EXERCISE DIRECTIONS: Rewrite the items from the line with "cushion and respond with bounding boxes." up to and including the line with "[249,245,266,318]", changing "Scan" to "Search" and leaving everything else unchanged.

RAW DATA:
+===+

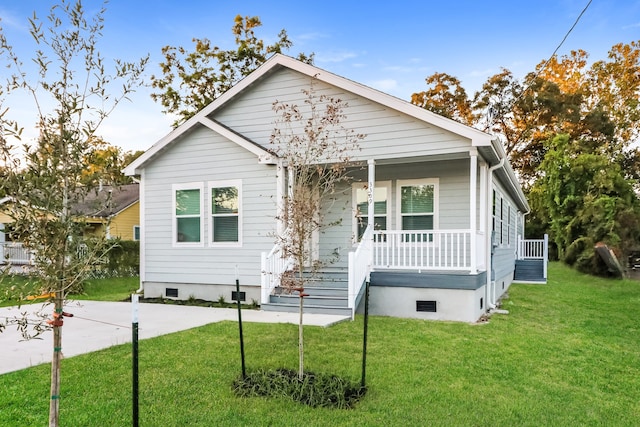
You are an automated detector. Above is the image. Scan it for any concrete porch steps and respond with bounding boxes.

+===+

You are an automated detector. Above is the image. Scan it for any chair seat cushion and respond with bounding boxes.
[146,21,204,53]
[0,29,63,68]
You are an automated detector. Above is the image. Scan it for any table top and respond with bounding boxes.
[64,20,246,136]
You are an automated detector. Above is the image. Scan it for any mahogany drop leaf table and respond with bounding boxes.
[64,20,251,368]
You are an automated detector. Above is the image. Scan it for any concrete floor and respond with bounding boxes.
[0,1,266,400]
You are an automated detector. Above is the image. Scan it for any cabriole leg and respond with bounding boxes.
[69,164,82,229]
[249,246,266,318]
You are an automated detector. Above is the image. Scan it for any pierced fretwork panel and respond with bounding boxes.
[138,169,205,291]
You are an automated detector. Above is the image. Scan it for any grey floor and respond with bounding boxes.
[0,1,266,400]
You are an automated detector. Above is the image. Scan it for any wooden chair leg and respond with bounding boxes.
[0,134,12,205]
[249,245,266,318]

+===+

WORKED SOLUTION:
You are an automated detector. Above is the image. Search it for any chair seat cushion and respond with bounding boxes.
[146,21,204,53]
[0,29,63,68]
You are an automated detector. Above is the image. Search it for any table top and respond with bounding boxes.
[64,20,246,136]
You are an automated detector. Above is the image. Search it for any mahogany drop leaf table and respond with bounding boxes.
[64,20,251,368]
You are an automated detector. Above is the image. Search it for any concrete floor and respond with bounding boxes.
[0,1,266,400]
You are an automated detector. Above is the image. Search it for any cabriole leg and respond with bounding boxes.
[69,164,82,229]
[249,246,266,318]
You are an automated detector. Above is the image. Search it for any pierced fretwork panel and respond with bounding boxes.
[138,169,205,291]
You are an automated detector. Above is the image. Search it for any grey floor and respond with bounding boxes.
[0,1,266,400]
You are an automated detector. Above is the image. Search it for any wooden chair leg and respond with bounding boxes.
[0,134,12,205]
[249,245,266,318]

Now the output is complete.